═══ TEXTE SOURCE ═══
LONGUE MARCHE (LA)
Épopée militaire que l'on a comparée aux plus fabuleux exploits guerriers de l'histoire, la Longue Marche (Chang Zheng) constitue le meilleur symbole de l'accomplissement de la révolution chinoise. Elle a pour origine une défaite : celle de l'Armée rouge acculée dans ses bases rouges de plus en plus réduites par les troupes nationalistes du Guomindang (GMD) commandées par Tchiang Kai-chek. Après la terreur blanche qui a suivi la Commune de Canton en 1927, Mao Zedong et Zhu De se sont réfugiés dans la zone des monts Jinggang, au Jiangxi, avec ce qui leur reste de troupes, pour y former un soviet local, tandis que la direction du parti communiste, dont le secrétaire général est Li Lisan, réside à Shanghai. Mao Zedong et Zhu De se sont opposés à Li Lisan, partisan d'attaques frontales contre les centres urbains, alors que le GMD lance ses « campagnes d'anéantissement » contre les soviets du Jiangxi et que le Japon envahit la Mandchourie (1931).
═══ CONTENU DES DONNÉES ═══
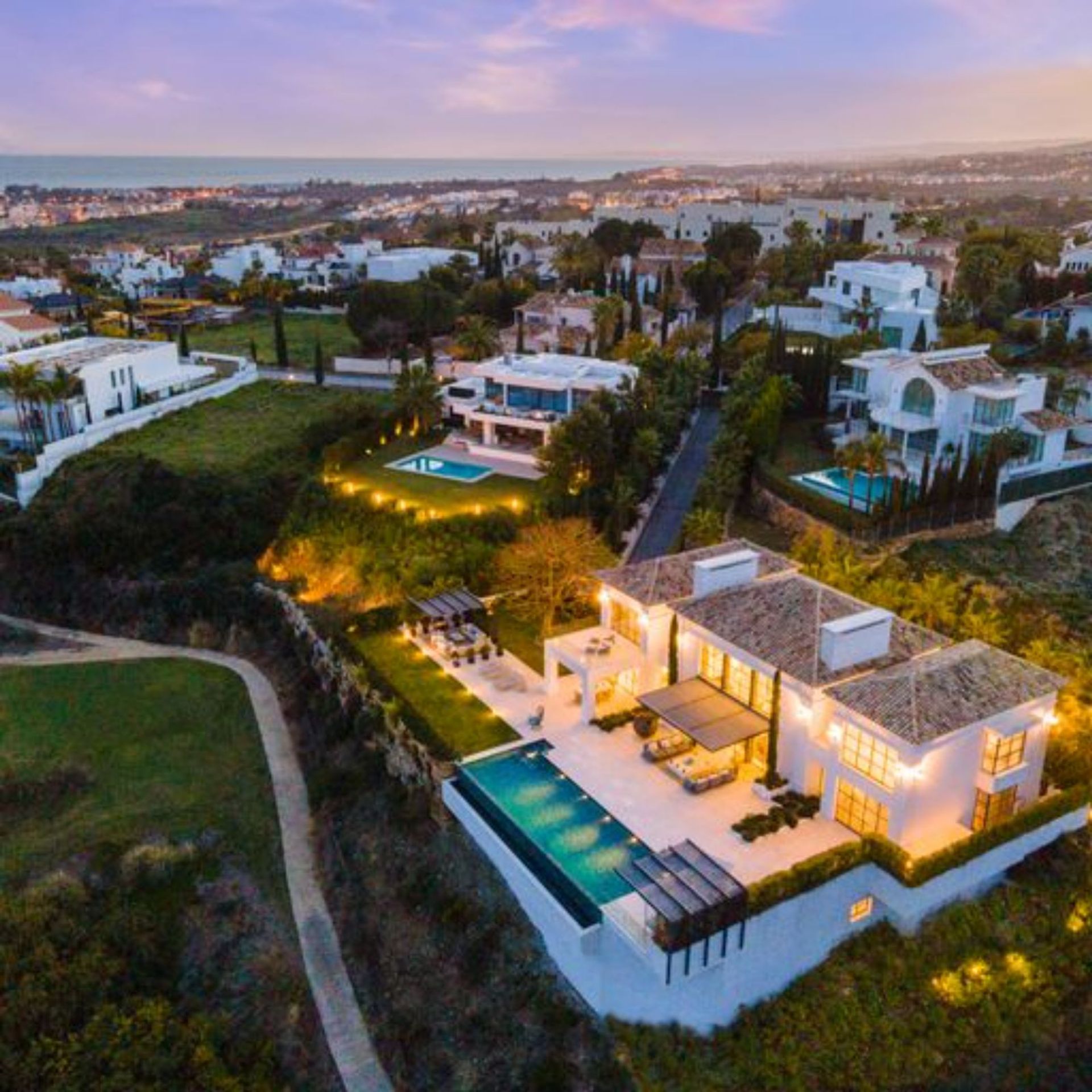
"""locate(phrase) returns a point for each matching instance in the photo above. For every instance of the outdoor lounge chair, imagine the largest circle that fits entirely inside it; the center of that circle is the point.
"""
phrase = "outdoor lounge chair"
(665, 747)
═══
CONSIGNE 1: Relevez toutes les personnes nommées dans le texte sur la Longue Marche.
CONSIGNE 2: Donnez la suite du texte sur la Longue Marche, s'il vous plaît, en commençant après sa dernière phrase.

RÉPONSE 1:
- Tchiang Kai-chek
- Mao Zedong
- Zhu De
- Li Lisan

RÉPONSE 2:
Au moment où Mao Zedong était désigné à la conférence de Ruijin comme président du premier gouvernement pan-chinois soviétique, le GMD, qui a lancé sa sixième campagne d'anéantissement, enserre l'Armée rouge dans un blocus sévère qui l'étouffe tactiquement et la mine par les privations qu'il entraîne. Les dirigeants des soviets décident alors de forcer le blocus et d'effectuer une retraite stratégique vers l'ouest où se trouvent d'autres zones rouges (He Long). En fait, outre le corps principal de Mao Zedong et Zhu De, plusieurs autres concentrations de troupes communistes vont participer à cette retraite stratégique effectuée en plusieurs temps : il s'agit de celles de He Long, Xiao Ke, Xu Xiangqian, Fang Zhimin. Le premier groupe à effectuer la percée est celui de Fang Zhimin, baptisé « corps d'avant-garde de l'expédition du Nord pour la résistance contre le Japon », indication de la volonté manifeste des révolutionnaires de s'opposer à l'impérialisme nippon. Il pratique l'ouverture en juin 1934, suivi de Xiao Ke, en août, qui cherche à faire la jonction avec He Long.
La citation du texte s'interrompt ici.